(Dataset excerpts on object pointing)

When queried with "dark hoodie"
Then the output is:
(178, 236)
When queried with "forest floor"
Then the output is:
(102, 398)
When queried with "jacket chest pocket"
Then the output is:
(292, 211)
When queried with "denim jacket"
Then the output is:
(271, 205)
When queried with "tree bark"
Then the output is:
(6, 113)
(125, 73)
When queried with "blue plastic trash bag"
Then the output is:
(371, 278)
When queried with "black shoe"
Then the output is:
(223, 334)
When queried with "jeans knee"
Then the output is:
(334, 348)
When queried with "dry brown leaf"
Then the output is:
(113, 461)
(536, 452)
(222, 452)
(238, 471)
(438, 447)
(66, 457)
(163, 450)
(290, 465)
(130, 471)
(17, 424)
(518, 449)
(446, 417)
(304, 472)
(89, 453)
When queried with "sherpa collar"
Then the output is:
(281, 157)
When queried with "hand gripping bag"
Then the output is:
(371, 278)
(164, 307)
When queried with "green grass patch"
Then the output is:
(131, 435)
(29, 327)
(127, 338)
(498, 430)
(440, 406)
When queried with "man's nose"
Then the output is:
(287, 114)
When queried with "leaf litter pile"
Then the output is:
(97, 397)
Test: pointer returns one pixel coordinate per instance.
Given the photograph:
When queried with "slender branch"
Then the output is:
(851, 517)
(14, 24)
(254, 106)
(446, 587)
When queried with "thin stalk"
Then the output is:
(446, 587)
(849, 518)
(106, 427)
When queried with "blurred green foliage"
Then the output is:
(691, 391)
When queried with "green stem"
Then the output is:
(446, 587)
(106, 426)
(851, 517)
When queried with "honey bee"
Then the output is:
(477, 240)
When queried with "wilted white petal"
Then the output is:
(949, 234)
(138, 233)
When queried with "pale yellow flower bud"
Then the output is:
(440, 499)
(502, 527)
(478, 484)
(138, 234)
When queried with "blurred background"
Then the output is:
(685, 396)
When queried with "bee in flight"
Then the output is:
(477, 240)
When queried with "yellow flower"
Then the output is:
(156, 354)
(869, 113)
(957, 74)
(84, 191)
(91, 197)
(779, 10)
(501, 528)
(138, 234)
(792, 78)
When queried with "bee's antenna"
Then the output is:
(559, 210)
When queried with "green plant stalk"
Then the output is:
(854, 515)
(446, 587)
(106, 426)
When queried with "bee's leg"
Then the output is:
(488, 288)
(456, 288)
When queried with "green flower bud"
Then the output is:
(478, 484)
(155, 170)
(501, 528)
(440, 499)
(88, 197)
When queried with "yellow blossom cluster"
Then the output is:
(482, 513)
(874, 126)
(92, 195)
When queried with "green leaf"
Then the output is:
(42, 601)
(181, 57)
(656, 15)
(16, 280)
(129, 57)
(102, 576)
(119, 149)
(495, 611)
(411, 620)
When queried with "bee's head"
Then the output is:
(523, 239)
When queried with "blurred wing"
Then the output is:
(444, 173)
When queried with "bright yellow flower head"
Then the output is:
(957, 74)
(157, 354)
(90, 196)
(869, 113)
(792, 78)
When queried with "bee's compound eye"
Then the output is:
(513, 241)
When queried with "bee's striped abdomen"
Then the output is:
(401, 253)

What is required: Copy out each line above, character for character.

Output of the task:
When queried with "dark hoodie"
Then the output is:
(178, 236)
When queried with "forest floor"
Then the output is:
(102, 398)
When queried with "jacket chest pocket"
Then the output is:
(292, 211)
When queried with "denim jacket"
Then the output is:
(271, 205)
When queried with "tree bark"
Then the output is:
(6, 113)
(125, 73)
When queried with "blue plastic trash bag"
Then the output is:
(371, 278)
When queried with "black shoe"
Then the output is:
(223, 334)
When queried with "jeans knee"
Then the output is:
(334, 348)
When queried with "dry brown leaf"
Then the output is:
(113, 461)
(536, 452)
(222, 452)
(238, 471)
(438, 447)
(66, 457)
(163, 450)
(290, 465)
(130, 471)
(17, 424)
(518, 449)
(446, 417)
(304, 472)
(89, 453)
When queried with "sherpa collar"
Then the output is:
(281, 157)
When queried with "hand gripping bag"
Then the output is:
(371, 278)
(164, 307)
When queried with "green grass patch"
Then the output is:
(131, 435)
(29, 327)
(127, 338)
(498, 430)
(440, 406)
When queried with "man's nose"
Then the output is:
(287, 114)
When queried with "leaf litter pile"
Then the output is:
(97, 397)
Test: pointer returns one pixel coordinate per instance.
Given the photograph:
When queried with "slender branch"
Then the output is:
(851, 517)
(14, 24)
(254, 106)
(446, 587)
When queried with "thin stalk"
Then the output is:
(446, 587)
(849, 518)
(106, 427)
When queried with "blurred green foliage"
Then the output is:
(691, 391)
When queried with "green stem"
Then the output is:
(446, 587)
(106, 426)
(851, 517)
When queried with "honey bee"
Then the output is:
(477, 240)
When queried with "wilted white petal"
Then the output is:
(949, 234)
(138, 233)
When queried with "pale yellow flower bud"
Then the output is:
(440, 499)
(502, 527)
(478, 484)
(138, 234)
When queried with "blurred background"
Then the output is:
(685, 396)
When queried with "bee in flight"
Then the output is:
(477, 240)
When queried with "yellow flower"
Then the output is:
(156, 354)
(869, 113)
(957, 74)
(84, 191)
(91, 197)
(779, 10)
(501, 528)
(138, 234)
(792, 78)
When queried with "bee's antenna"
Then the output is:
(559, 210)
When queried with "green plant stalk"
Then the output is:
(854, 515)
(446, 587)
(106, 426)
When queried with "bee's leg"
Then the output is:
(488, 288)
(456, 288)
When queried with "green flower bud"
Then the output is:
(478, 484)
(155, 170)
(501, 528)
(440, 499)
(88, 197)
When queried with "yellow blossom cluster"
Then the output is:
(482, 513)
(874, 126)
(92, 195)
When queried with "green leaf"
Then the output is:
(42, 601)
(181, 57)
(656, 15)
(16, 280)
(129, 57)
(102, 576)
(119, 149)
(495, 611)
(411, 620)
When queried with "bee's head"
Then the output is:
(523, 239)
When queried with "blurred wing"
Then the output is:
(444, 173)
When queried with "bright yellow flower head"
Then the output is:
(957, 74)
(157, 354)
(90, 196)
(869, 113)
(792, 78)
When queried with "bee's compound eye"
Then the output is:
(513, 241)
When queried with "bee's striped abdomen"
Then the output is:
(401, 253)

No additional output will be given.